If the Bulletin speech was just President Buzzkill being his usual socially maladjusted and insensitive self, it would not be worth more than a passing mention. But his timing was extraordinary; in the same week that he was (for the nth time) bemoaning the lack of unconditional praise from the local media, a major investment began packing up and preparing to leave the Philippines, largely due to his administration’s complete incapability to develop a workable policy, or apparently, even pick up a business paper once in a while and find out what the country’s Enemy Number One has been up to.

Oh, I’m sorry, was that “irresponsible”? Did it “cause despair”? Then what are we to make of a story like this, dutifully reported—once—in the business section Philippine Daily Inquirer with the minimally acceptable amount of detail, but otherwise kept behind the curtain as much as possible:

Back in April, the now-merged commodities and mining firms Glencore and Xstrata reached an agreement with Chinese regulators to approve the merger, which would involve Glencore-Xstrata selling off Xtrata’s $5.2-billion Las Bambas copper mine in Peru; the reason for this was to reduce Glencore-Xstrata’s control of the worldwide copper market. Glencore-Xstrata has about a 7-percent global market share, but more importantly, accounts for between 10 percent and 14 percent of China’s copper imports. That was the cause of concern for the Chinese, who ordinarily do not interfere in big international merger plans; not coming to terms with the Chinese, of course, would mean the loss of Glencore-Xstrata’s biggest market.

Under the terms of the deal, Glencore-Xstrata was given three months (or in other words, until August 2013) to prepare for the sale of the Las Bambas project, and would have until August 2014 to complete the divestiture. If it was unable to meet those targets, it would have to sell off one of three other, longer-term projects: the Tampakan project in Mindanao, a similar open-pit mining project under development in Papua New Guinea, or one in Argentina. As of last August, the company was still struggling to find interested bidders, and so as a precaution, Glencore-Xstrata started working on Plan B, and that is why all the Xstrata workers at the Tampakan site started receiving layoff notices.

§ **Dataset extract**:
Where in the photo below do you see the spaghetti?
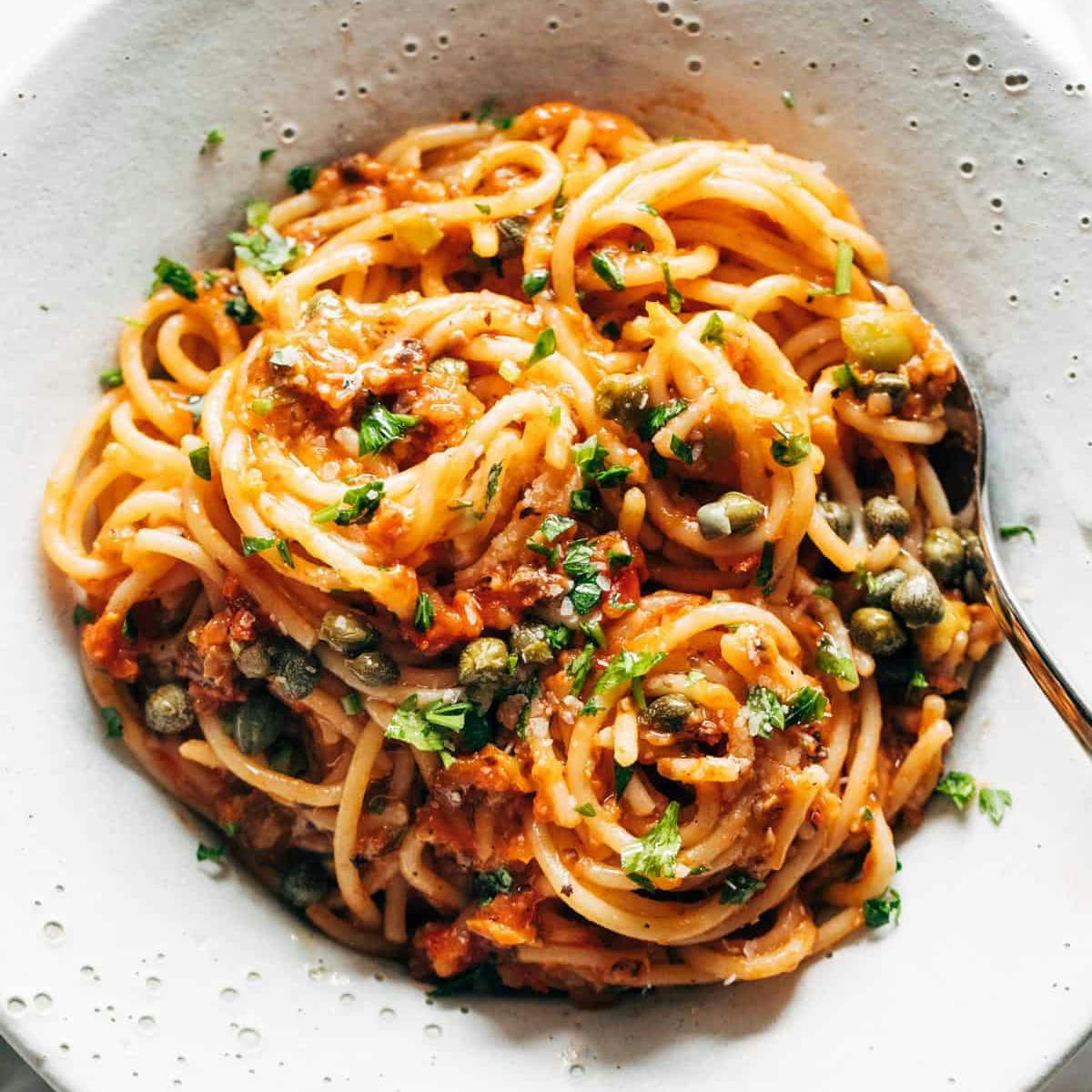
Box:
[43,104,998,993]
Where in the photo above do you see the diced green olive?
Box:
[318,611,379,655]
[459,637,508,686]
[868,371,910,406]
[428,356,470,384]
[497,217,531,258]
[595,375,649,430]
[850,607,906,656]
[959,531,986,581]
[273,641,318,699]
[345,649,402,686]
[922,528,966,588]
[144,682,193,736]
[644,693,694,732]
[234,690,288,754]
[280,850,333,910]
[698,491,765,539]
[819,497,853,541]
[842,310,916,371]
[512,622,553,664]
[864,497,910,541]
[864,569,906,610]
[235,640,273,679]
[891,572,945,629]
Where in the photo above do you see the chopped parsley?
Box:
[357,402,420,455]
[637,399,688,443]
[592,250,626,291]
[770,424,812,466]
[98,705,121,739]
[474,868,512,906]
[523,269,550,299]
[862,888,902,929]
[147,257,197,300]
[413,592,436,633]
[190,443,212,481]
[621,801,682,879]
[288,163,318,193]
[815,633,859,686]
[834,239,853,296]
[526,327,557,368]
[700,311,724,345]
[934,770,977,812]
[721,868,765,906]
[660,262,682,315]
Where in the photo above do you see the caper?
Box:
[428,356,470,384]
[819,497,853,541]
[959,531,986,581]
[922,528,966,586]
[891,572,945,629]
[850,607,906,656]
[318,611,379,655]
[345,649,402,686]
[595,375,649,430]
[864,569,906,608]
[280,850,333,910]
[459,637,508,686]
[644,693,694,732]
[698,491,765,539]
[868,371,910,406]
[235,641,273,679]
[273,641,318,699]
[234,690,288,754]
[864,497,910,541]
[512,622,553,664]
[144,682,193,736]
[496,217,531,258]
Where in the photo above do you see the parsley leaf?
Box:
[359,402,420,455]
[934,770,976,812]
[721,868,765,906]
[592,250,626,291]
[147,258,197,300]
[621,801,682,877]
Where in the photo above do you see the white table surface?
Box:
[0,0,1092,1092]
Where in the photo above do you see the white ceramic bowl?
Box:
[0,0,1092,1092]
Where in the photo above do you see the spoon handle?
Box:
[981,525,1092,754]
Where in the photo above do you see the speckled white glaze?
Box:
[0,0,1092,1092]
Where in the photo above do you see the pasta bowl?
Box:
[0,0,1092,1092]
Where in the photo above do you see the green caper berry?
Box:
[644,693,694,732]
[144,682,193,736]
[512,622,553,664]
[496,217,531,260]
[595,375,649,430]
[922,528,966,588]
[864,497,910,541]
[698,491,765,539]
[868,371,910,406]
[345,649,402,686]
[459,637,508,686]
[959,531,986,581]
[891,572,945,629]
[235,641,273,679]
[819,497,853,541]
[273,642,318,699]
[280,850,333,910]
[234,690,288,754]
[864,569,906,610]
[428,356,470,384]
[850,607,906,656]
[318,611,379,655]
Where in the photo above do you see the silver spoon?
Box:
[870,280,1092,753]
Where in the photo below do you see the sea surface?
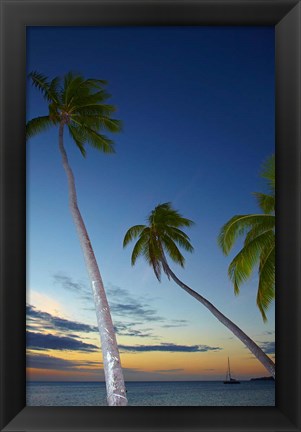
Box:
[27,381,275,406]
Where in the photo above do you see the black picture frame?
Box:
[0,0,301,432]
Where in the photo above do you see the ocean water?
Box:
[27,381,275,406]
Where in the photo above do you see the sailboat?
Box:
[224,357,240,384]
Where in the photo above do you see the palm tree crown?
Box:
[123,203,194,281]
[218,156,275,321]
[26,72,121,156]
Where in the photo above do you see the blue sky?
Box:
[27,27,275,379]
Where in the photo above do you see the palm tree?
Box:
[26,72,127,406]
[123,203,275,376]
[218,156,275,321]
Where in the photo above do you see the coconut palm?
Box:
[123,203,275,376]
[26,72,127,406]
[218,156,275,321]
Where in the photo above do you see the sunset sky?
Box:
[27,27,275,381]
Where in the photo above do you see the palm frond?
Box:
[123,225,147,247]
[165,226,193,252]
[228,231,273,295]
[28,71,58,102]
[26,116,53,140]
[256,243,275,322]
[131,233,148,266]
[218,214,275,255]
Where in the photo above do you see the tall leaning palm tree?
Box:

§ **Objective**: Can you take the commentary on Glencore-Xstrata and the Tampakan layoffs further, picking up right after its final sentence?

§ **Exercise answer**:
To add insult to injury, last month there was a breakthrough in the sale of Las Bambas, which now seems very likely to be taken over for almost face value by a Chinese-led consortium. In spite of that news, Glencore-Xstrata’s Tampakan partner Indophil Resources NL reported last week that Glencore-Xstrata was definitely pulling out, which would remove about $1.48 billion from the $5.9-billion project, effectively killing the biggest foreign investment the Philippines has seen in years.

According to Indophil, whose annoyance with Glencore-Xstrata’s decision is palpable, the latter is pursuing a strategy of retreating from greenfield mines and concentrating on established projects, but that is a bit of business diplomacy at work; given the lucrative but sensitive relationship between Glencore-Xstrata and China, it would be unwise to draw too much attention to the impact of the Chinese antitrust agreement. Of the three projects Glencore-Xstrata could ditch, Tampakan—despite the resistance from the provincial government of South Cotabato, the Church, and environmentalists which have stalled its development—is potentially the most valuable, and the most difficult for Glencore-Xstrata to sell.

The company could have easily covered its bases by giving up one or even both of the other projects, and would have still been money ahead . . . if President Aquino and his band of merry men had not spent the past three years dithering over a new mining policy, one that would have conceivably allowed for acceptable compromises to be reached on environmental protections and benefits to the local communities affected by the Tampakan project.

It is not too much of a stretch to say that while Aquino has spent most of his time worrying about his public image, his inaction on the big, real-life issue of mining—an issue he created himself by unilaterally revoking the Mining Act of 1995 before a replacement policy was even considered, much less prepared—has allowed China to at least indirectly determine the course of foreign investment in the Philippines. So tell us again, Mr. President, and let’s see if you can keep a straight face when you do: Who’s being irresponsible?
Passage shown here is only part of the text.